======== EXERCISE MATERIAL

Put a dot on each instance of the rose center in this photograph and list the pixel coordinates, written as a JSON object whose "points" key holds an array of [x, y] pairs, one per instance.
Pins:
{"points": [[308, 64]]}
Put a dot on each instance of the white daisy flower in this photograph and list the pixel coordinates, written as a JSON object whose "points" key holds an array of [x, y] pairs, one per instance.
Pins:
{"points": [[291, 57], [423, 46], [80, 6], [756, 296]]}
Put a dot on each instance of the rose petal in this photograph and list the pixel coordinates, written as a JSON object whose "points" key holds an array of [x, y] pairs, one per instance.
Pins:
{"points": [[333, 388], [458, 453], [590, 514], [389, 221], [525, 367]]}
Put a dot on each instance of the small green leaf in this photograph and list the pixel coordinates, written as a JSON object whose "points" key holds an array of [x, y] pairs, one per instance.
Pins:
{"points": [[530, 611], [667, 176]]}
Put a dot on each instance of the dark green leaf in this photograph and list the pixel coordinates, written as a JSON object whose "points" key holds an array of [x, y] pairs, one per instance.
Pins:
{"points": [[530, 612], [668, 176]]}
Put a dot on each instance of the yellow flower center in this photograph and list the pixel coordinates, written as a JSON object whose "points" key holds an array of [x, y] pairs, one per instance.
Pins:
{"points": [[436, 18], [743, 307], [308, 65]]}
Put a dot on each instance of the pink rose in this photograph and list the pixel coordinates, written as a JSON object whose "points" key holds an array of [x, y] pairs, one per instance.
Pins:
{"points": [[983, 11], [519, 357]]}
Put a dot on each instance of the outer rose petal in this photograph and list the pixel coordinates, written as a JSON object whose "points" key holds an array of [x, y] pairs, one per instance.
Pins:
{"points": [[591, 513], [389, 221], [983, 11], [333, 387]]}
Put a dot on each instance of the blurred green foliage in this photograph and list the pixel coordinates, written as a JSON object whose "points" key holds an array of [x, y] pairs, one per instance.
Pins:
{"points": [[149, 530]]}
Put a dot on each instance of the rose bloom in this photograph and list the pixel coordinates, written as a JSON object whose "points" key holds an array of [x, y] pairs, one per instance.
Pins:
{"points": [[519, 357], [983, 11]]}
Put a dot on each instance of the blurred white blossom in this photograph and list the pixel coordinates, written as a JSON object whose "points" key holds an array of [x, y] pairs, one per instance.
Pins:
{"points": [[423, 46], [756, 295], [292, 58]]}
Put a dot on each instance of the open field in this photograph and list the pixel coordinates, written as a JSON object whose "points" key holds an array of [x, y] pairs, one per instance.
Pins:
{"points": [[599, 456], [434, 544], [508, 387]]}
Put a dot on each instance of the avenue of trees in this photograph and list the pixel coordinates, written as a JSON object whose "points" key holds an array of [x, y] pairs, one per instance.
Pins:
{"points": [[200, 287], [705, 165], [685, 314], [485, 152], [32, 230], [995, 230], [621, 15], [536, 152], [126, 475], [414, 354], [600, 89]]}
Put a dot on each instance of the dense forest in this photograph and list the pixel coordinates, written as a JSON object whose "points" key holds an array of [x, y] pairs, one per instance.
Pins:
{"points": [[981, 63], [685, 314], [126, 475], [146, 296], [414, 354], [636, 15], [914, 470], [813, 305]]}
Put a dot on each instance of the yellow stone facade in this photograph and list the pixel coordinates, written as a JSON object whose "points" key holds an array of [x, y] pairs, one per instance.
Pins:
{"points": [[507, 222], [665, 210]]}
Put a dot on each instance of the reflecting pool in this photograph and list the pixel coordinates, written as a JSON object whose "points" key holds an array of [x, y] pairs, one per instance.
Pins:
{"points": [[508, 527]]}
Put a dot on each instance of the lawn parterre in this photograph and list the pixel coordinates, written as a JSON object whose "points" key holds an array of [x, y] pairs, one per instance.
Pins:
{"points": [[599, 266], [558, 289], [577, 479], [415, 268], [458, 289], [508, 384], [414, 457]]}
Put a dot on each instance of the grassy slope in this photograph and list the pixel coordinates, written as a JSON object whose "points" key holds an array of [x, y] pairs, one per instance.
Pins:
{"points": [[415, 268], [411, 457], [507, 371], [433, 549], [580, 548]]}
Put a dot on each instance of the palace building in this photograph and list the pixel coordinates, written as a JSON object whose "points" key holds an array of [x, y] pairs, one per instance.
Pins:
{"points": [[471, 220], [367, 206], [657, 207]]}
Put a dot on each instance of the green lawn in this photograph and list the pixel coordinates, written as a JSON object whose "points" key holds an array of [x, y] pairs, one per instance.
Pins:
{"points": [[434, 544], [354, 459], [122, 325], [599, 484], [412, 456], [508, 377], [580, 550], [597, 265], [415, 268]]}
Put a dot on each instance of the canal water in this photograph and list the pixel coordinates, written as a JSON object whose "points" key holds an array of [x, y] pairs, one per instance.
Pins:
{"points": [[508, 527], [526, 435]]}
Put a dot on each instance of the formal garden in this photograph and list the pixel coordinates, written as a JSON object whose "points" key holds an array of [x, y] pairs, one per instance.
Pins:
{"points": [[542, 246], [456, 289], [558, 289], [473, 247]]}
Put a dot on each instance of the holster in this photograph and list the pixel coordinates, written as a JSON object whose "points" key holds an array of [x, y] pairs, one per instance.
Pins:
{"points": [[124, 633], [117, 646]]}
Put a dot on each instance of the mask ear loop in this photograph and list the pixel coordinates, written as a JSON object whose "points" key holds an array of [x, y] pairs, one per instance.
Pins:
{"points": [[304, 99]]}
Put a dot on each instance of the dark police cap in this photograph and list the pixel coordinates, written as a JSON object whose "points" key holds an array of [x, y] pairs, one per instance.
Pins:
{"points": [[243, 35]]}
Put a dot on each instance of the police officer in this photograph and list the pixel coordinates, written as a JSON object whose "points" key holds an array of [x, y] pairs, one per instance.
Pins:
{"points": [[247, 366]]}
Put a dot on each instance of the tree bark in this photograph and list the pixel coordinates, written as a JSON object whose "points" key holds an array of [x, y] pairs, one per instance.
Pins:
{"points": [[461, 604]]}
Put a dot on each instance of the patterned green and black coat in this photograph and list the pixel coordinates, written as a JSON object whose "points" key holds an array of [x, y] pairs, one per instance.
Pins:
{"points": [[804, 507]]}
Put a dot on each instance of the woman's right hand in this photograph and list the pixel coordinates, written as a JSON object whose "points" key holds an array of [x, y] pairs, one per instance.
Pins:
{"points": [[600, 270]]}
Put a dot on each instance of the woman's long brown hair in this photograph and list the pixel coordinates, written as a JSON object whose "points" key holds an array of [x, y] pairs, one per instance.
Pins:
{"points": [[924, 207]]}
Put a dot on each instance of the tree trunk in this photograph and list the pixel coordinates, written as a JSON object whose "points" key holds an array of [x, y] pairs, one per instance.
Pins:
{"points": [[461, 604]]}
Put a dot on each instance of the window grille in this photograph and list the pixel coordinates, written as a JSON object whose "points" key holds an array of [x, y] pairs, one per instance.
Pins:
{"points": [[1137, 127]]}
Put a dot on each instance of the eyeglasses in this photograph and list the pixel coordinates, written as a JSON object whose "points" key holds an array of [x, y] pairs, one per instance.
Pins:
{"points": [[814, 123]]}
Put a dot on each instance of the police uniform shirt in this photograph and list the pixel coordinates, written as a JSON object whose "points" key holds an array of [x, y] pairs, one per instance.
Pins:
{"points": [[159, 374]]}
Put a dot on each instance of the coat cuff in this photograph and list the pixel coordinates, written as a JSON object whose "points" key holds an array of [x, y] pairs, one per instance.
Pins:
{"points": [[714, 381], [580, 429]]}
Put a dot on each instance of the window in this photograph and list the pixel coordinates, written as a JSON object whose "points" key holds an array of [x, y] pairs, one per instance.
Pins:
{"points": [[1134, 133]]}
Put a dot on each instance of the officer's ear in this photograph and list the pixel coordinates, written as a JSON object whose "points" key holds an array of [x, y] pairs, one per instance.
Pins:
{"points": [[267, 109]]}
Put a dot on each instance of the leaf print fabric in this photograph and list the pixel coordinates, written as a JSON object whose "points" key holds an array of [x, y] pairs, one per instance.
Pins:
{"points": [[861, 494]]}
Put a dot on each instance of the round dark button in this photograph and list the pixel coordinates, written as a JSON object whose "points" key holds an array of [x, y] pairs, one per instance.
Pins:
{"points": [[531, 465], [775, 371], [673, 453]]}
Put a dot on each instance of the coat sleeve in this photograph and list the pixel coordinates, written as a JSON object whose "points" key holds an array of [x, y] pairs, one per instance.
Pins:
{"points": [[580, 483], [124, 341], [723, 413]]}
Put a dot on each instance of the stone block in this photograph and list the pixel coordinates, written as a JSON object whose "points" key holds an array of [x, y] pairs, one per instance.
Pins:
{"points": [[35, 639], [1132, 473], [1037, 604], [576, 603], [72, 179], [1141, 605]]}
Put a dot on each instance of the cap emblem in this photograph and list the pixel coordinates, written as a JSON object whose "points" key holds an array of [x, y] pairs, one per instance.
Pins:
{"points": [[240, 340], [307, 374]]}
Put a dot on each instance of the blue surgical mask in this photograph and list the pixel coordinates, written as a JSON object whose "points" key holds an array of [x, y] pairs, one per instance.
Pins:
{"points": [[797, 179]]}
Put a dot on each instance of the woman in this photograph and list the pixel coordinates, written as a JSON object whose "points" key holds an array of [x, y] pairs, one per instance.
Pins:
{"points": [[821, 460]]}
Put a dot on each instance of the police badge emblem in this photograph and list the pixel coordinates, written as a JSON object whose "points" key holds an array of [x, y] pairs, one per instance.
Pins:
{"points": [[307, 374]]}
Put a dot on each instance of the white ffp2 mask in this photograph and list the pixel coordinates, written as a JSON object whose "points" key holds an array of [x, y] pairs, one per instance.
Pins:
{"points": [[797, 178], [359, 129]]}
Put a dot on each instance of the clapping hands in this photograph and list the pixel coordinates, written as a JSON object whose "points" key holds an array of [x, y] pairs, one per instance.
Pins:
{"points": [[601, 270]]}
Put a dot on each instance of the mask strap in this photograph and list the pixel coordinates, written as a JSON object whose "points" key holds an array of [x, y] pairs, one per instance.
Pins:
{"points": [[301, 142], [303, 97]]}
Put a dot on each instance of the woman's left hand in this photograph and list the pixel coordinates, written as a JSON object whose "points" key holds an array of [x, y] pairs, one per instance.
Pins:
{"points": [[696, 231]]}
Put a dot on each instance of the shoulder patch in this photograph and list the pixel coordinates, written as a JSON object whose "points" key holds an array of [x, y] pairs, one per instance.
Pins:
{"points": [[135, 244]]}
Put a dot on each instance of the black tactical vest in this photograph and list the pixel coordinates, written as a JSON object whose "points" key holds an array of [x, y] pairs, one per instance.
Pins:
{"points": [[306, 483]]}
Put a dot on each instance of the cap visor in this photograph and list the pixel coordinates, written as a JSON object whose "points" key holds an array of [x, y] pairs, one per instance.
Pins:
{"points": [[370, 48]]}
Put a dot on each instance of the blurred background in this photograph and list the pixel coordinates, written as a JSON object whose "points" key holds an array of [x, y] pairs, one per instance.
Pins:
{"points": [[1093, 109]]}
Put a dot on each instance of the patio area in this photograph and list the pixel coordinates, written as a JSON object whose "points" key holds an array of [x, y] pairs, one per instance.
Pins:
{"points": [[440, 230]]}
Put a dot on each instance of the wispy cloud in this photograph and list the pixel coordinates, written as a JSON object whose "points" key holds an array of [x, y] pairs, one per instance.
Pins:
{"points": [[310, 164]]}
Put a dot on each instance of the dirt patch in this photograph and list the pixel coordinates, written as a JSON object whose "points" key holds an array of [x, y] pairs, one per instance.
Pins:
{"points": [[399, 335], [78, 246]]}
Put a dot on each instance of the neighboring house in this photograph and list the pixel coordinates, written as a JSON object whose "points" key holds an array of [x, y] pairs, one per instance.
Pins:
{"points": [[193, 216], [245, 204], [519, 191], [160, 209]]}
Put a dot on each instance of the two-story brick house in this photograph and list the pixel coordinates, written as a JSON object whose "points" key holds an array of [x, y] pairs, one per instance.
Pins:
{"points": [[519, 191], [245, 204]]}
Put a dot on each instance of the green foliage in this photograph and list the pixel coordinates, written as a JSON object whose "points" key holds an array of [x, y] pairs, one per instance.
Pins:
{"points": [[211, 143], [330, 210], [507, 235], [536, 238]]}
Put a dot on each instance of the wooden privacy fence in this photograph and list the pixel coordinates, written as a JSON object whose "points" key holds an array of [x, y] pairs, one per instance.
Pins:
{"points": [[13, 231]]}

================

#### INSTRUCTIONS FOR THE TASK:
Copy out, word for word, every line of the records from the line containing "Put a dot on each instance of the wispy" through the last line of the records, both ends included.

#### EXPECTED ANSWER:
Put a dot on each instance of the wispy cloud in this photograph and list the pixel coordinates, written as a JSON object whose "points" key holds an array of [x, y] pairs, one per instance.
Pins:
{"points": [[310, 164]]}
Put a dot on each instance of the dirt patch in this photograph and list the pixel coordinates, written as a JSON object whose "points" key holds an array of [x, y] pairs, one per instance.
Pins:
{"points": [[399, 335], [78, 246]]}
Put a dot on each instance of the neighboring house in this photograph and list the pixel coordinates, written as a JSON object whose "points" key holds an array of [x, y] pairs, one per instance.
Pins:
{"points": [[193, 216], [245, 204], [519, 191], [160, 209]]}
Put a dot on each instance of the two-story brick house in this photograph and list the pixel coordinates, written as a JSON object whose "points" key holds an array of [x, y] pairs, one per instance.
Pins:
{"points": [[519, 191], [245, 204]]}
Put a dot on each instance of the green foliage in this photograph and list the pixel coordinates, written as a JSON object whose "points" key holds an array of [x, y] pairs, one per instance.
Pins:
{"points": [[211, 143], [330, 210], [507, 235], [536, 238]]}
Put a dot on each instance of the wooden privacy fence in this photograph and list the pixel coordinates, written as a JSON object whose "points" key holds an array of [x, y] pairs, one per instance.
Pins:
{"points": [[13, 231]]}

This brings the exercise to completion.